### Given text

Do you know of a good reference that discusses what types of problems Dialyzer is good for and what problems it isn't good for?

ashton314 · on June 1, 2022

Woof. I feel your pain. That paper by Lindahl and Sagonas is pretty decent at exploring some of the theoretical limitations of the system. (DM me on Matrix if you can’t find it: I’m @ashton314:lambdaland.org Email is also in my resume which is on my blog; see bio)

Beyond that… er no, unfortunately. I’ve done many a web search trying to figure out some funky behaviour. :-P

pmontra · on June 1, 2022

I'm copy pasting my usual comment about types in Ruby: if I'd want static types I'd be using one of the many static typed languages out there. One among the many reasons I like Ruby and Elixir is that they are dynamically typed.

I'm happy to see that the official type annotation system for Ruby is basically hiding them under the carpet by writing them into a separate optional file where they hopefully go to die in the dark. The @spec line in Elixir is just not DRY and inconvenient. Sometimes you fail to match it to the actual function definition because typos happen.

I add an anecdote from the largest Elixir project I've been working on. One of the original developers added @specs to all the modules he developed. The other two of us did that too for many reasons. We're all senior developers but he's more senior and we'd like to see how it turned out. That developer left the project pretty soon, with some appearances now and then. New developers joined the project, mostly junior. After five years no new code has @specs AFAIK.

I remember a couple of cases where static typing would have spared us a half hour of debugging. No type declaration saved us hours of typing and thinking though. I can't think about a single test that we wouldn't have to write if we had static typing because we're testing for functionality, not for input and output types.

Finally, pattern matching in function definition is a great substitute for static typing because it limits the shape of the data that code can work on. There is no way not to have two Person arguments in function with a declaration of

  def marry(%Person{name: name1}, %Person{name: name2}) do
    IO.puts("#{name1} and #{name2} are married")
  end

You can't marry a dog and a cat there, or an int and a string.

nagasadhu · on June 1, 2022

> if I'd want static types I'd be using one of the many static typed languages out there.

Some of us want to have the concurrency and resilience of the BEAM with ADTs for data modelling and other static type advantages.

Caramel, gleam and purerl are worthy efforts in this direction. A more production ready half-ass alternative is to use elixir with whatever type advantages you can get.

pmontra · on June 1, 2022

In an ideal world you would be using a static typed language on the BEAM. Maybe there are some. I'm not saying that you should look for them or create one, because there are obvious advantages in using a language with a large community and creating a new community is a years long process, apart from the technical complexity of designing and implementing a language. You and I are probably paid for something else.

### Task details
Can you copy the Elixir typing thread word for word, everything from "ashton314 · on" down to "blog; see bio)"?

### Information provided
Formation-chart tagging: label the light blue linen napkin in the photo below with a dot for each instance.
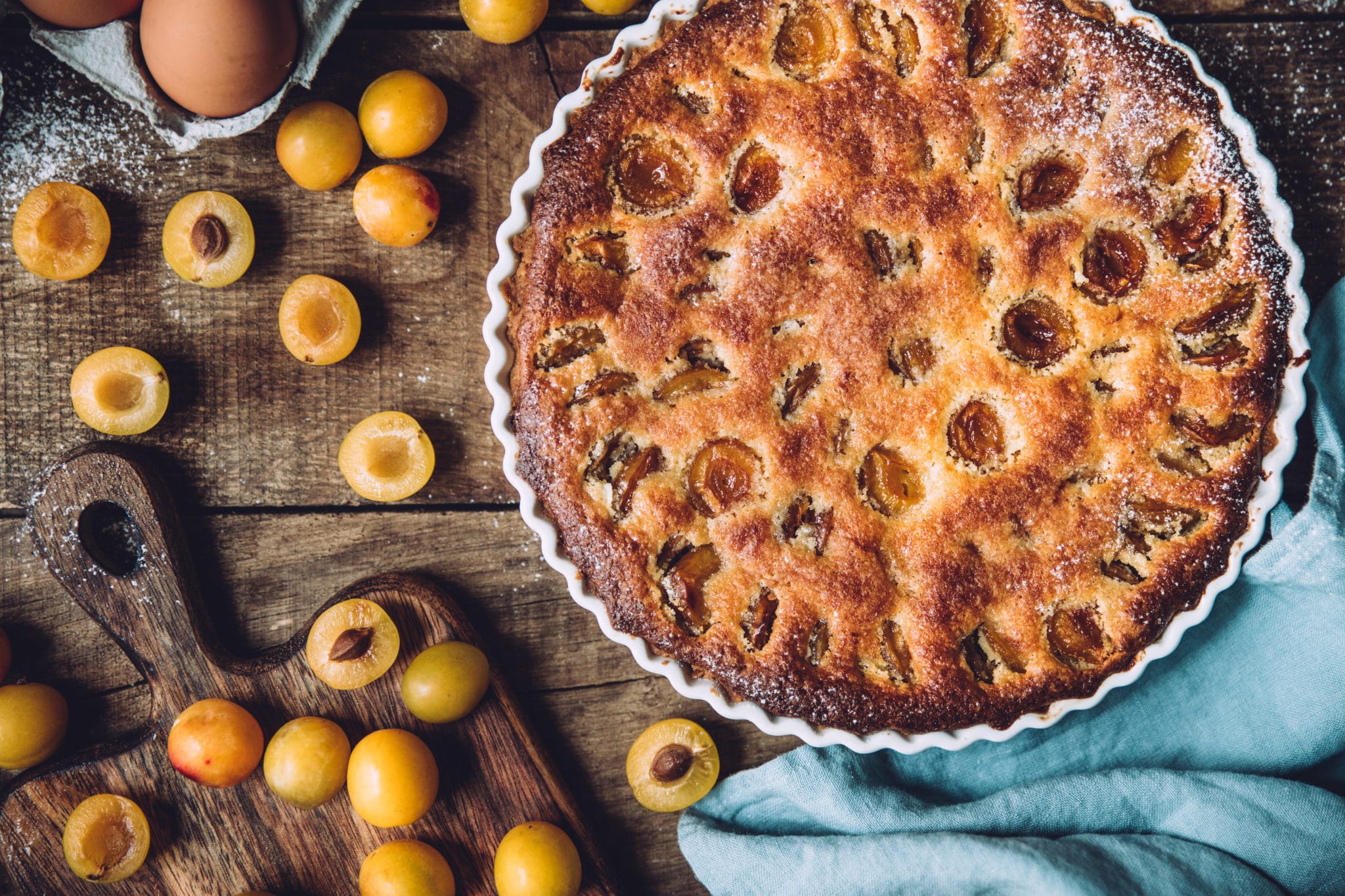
(1220, 771)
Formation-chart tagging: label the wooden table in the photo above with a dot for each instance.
(250, 436)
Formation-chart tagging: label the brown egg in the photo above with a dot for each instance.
(81, 14)
(219, 58)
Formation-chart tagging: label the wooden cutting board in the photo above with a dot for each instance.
(218, 843)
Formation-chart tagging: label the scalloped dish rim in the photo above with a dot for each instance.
(1292, 405)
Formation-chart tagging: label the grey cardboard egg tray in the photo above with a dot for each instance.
(110, 58)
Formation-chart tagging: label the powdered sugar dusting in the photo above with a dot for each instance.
(57, 127)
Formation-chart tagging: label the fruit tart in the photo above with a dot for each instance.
(899, 364)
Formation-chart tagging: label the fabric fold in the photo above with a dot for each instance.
(1222, 770)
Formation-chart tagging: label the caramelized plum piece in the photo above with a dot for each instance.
(1114, 263)
(1185, 461)
(806, 43)
(798, 389)
(568, 344)
(914, 362)
(608, 456)
(1151, 517)
(606, 383)
(975, 148)
(1191, 228)
(1049, 182)
(607, 250)
(841, 438)
(1038, 332)
(888, 482)
(982, 667)
(699, 352)
(684, 586)
(896, 653)
(759, 620)
(757, 179)
(1122, 572)
(986, 28)
(720, 476)
(1229, 310)
(1170, 164)
(1206, 258)
(653, 175)
(693, 101)
(1075, 636)
(977, 436)
(818, 644)
(985, 267)
(694, 293)
(896, 38)
(1201, 431)
(985, 652)
(1220, 355)
(690, 382)
(1099, 12)
(906, 45)
(888, 255)
(806, 524)
(636, 468)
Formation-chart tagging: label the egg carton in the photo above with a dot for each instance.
(110, 56)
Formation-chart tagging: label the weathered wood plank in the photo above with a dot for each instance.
(252, 425)
(249, 425)
(267, 572)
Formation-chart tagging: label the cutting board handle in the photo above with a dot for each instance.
(105, 526)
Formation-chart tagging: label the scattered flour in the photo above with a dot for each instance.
(57, 127)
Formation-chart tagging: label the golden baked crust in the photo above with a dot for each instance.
(953, 330)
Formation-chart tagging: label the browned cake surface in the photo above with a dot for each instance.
(899, 364)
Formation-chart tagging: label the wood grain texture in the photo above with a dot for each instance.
(265, 574)
(494, 771)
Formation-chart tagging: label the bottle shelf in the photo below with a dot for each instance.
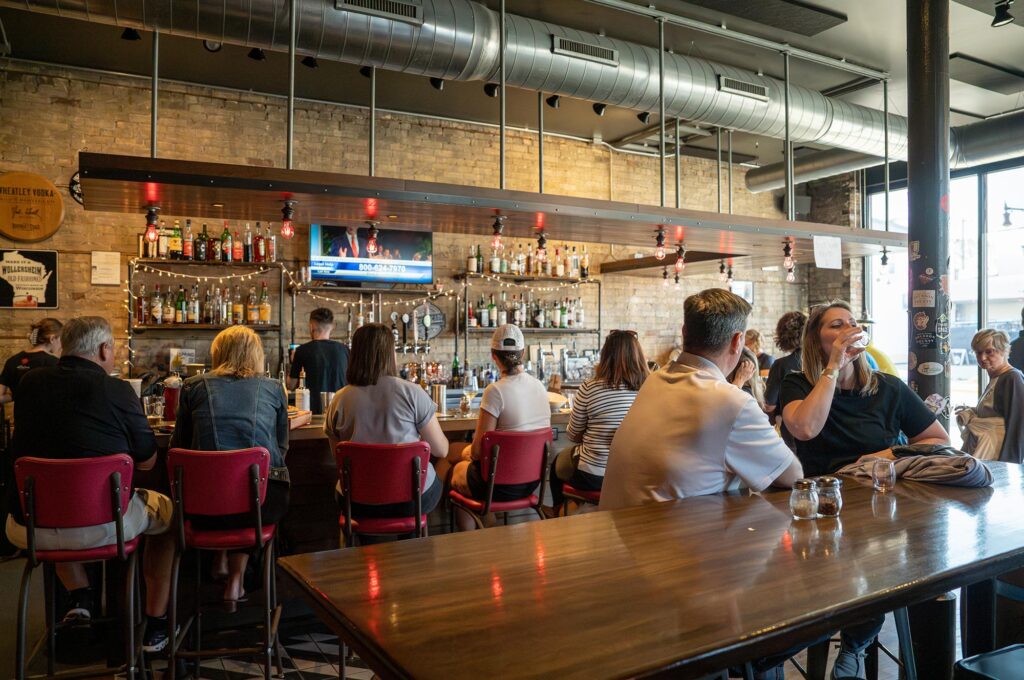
(540, 331)
(200, 327)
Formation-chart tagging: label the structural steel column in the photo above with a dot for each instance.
(928, 174)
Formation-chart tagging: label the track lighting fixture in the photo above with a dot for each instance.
(287, 213)
(1003, 15)
(151, 224)
(659, 244)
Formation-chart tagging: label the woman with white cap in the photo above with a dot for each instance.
(516, 402)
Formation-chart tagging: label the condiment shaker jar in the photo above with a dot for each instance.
(804, 500)
(829, 497)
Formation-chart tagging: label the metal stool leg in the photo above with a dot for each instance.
(905, 643)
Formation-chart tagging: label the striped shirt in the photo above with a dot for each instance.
(597, 412)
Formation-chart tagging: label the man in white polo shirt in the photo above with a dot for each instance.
(711, 435)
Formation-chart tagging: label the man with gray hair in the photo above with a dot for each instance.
(76, 410)
(712, 436)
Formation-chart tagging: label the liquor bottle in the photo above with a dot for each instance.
(247, 245)
(212, 247)
(141, 306)
(259, 245)
(226, 245)
(484, 313)
(252, 308)
(188, 245)
(157, 307)
(302, 392)
(162, 241)
(193, 313)
(238, 309)
(264, 306)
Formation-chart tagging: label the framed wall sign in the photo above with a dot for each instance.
(28, 279)
(31, 207)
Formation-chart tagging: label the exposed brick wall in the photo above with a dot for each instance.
(48, 114)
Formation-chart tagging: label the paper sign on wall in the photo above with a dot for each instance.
(827, 252)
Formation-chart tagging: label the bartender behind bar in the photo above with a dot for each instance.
(325, 360)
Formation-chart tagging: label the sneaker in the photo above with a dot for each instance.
(849, 666)
(80, 606)
(156, 635)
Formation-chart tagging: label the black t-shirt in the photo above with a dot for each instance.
(20, 364)
(858, 425)
(326, 364)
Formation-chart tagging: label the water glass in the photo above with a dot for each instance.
(884, 475)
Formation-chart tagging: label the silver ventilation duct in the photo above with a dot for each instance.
(985, 141)
(459, 40)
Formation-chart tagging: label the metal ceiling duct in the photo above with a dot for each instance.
(990, 140)
(459, 40)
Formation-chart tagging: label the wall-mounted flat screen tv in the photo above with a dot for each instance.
(339, 254)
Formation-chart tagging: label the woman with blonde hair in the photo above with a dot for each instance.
(231, 407)
(994, 428)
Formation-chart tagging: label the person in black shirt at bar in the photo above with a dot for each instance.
(324, 359)
(45, 340)
(839, 410)
(76, 410)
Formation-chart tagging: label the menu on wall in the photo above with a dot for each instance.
(29, 279)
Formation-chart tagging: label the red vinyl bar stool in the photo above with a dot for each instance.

### Exercise output
ashton314 · on June 1, 2022

Woof. I feel your pain. That paper by Lindahl and Sagonas is pretty decent at exploring some of the theoretical limitations of the system. (DM me on Matrix if you can’t find it: I’m @ashton314:lambdaland.org Email is also in my resume which is on my blog; see bio)